--- START PROVIDED MATERIAL ---

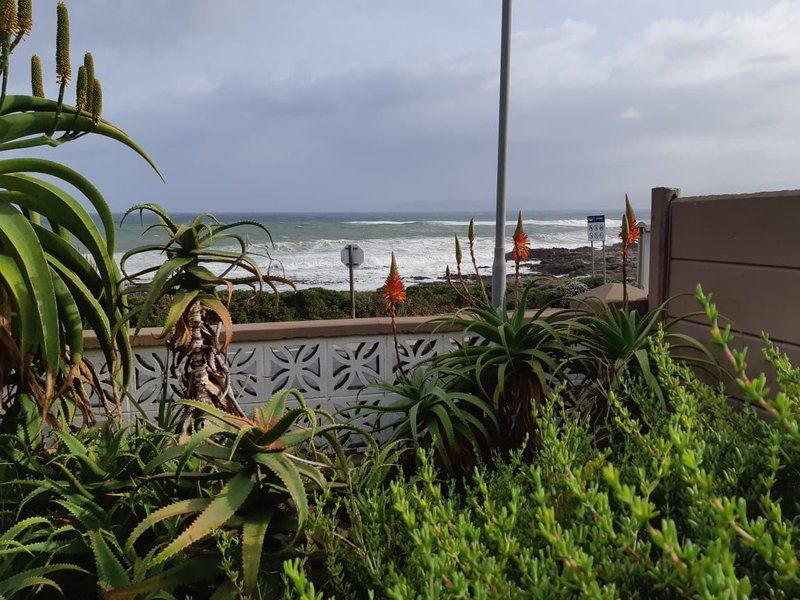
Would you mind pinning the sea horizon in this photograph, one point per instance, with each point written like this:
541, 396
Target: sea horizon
306, 247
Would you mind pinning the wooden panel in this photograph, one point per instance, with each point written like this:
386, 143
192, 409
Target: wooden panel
661, 199
755, 299
755, 360
760, 229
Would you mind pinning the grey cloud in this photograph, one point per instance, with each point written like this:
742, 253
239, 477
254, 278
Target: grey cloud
313, 105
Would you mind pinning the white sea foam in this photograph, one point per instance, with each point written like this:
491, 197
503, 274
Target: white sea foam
380, 222
307, 249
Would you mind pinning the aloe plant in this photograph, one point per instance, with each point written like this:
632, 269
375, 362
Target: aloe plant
49, 290
20, 547
265, 494
198, 328
456, 425
510, 360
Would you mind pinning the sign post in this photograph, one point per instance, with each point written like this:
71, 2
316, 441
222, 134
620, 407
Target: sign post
596, 229
352, 258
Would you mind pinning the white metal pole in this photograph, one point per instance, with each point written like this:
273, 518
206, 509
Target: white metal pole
499, 266
604, 260
352, 281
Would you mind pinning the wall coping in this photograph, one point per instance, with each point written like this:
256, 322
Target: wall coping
285, 330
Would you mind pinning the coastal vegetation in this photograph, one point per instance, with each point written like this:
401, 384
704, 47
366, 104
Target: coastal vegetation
584, 451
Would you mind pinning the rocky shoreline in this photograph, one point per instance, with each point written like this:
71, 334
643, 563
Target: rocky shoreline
577, 262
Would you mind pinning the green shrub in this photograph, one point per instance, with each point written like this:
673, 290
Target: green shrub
691, 499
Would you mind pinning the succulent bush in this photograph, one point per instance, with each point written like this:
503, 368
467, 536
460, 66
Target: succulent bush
198, 326
136, 511
510, 360
692, 498
428, 413
49, 291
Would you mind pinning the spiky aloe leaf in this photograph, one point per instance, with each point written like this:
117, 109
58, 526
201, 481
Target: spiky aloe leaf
218, 512
70, 316
59, 207
176, 509
254, 530
191, 571
156, 209
17, 126
83, 185
109, 569
158, 284
286, 471
34, 578
19, 241
25, 307
180, 304
213, 303
89, 308
57, 247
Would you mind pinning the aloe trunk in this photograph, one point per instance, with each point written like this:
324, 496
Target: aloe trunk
516, 418
201, 364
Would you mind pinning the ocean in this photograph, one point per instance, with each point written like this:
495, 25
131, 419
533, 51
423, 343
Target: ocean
306, 247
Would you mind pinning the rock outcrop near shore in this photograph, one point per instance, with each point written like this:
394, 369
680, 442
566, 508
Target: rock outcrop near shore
577, 262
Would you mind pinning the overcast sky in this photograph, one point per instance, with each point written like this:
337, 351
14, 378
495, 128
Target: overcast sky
348, 105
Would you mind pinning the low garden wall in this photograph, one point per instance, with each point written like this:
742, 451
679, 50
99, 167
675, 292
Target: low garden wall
333, 363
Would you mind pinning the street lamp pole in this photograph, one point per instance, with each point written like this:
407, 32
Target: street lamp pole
499, 266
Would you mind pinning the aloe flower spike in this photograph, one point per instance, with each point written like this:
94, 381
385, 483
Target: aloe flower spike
88, 62
37, 82
81, 89
63, 67
97, 101
24, 18
8, 20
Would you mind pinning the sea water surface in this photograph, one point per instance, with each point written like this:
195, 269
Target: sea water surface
306, 247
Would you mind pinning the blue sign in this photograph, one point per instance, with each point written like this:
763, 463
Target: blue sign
596, 225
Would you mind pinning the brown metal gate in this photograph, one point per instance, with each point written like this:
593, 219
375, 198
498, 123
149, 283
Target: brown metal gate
745, 248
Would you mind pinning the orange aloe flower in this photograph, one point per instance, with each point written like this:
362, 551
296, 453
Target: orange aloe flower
633, 224
521, 250
394, 290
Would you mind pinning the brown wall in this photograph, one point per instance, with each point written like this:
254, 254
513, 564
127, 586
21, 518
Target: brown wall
743, 248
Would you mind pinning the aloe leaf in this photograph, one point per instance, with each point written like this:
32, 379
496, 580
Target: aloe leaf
156, 209
191, 571
70, 318
283, 468
81, 183
20, 241
23, 302
89, 307
214, 303
216, 514
59, 207
176, 509
109, 570
79, 451
157, 285
33, 577
20, 125
179, 305
254, 530
71, 258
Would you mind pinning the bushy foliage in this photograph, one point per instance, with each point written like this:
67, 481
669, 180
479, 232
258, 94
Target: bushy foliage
691, 499
128, 512
314, 304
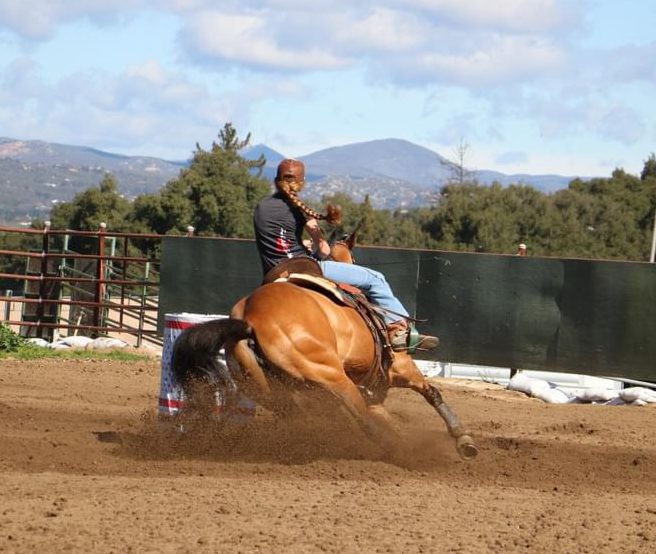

--- END PROVIDED MATERIAL ---

= TASK BRIEF =
Report every line of the data above that contains the string "wooden", treating case as significant.

= CORRECT ANSWER =
Would you mind pinning the wooden panel in this photograph, one point per instance, with each point written like this:
Target: wooden panel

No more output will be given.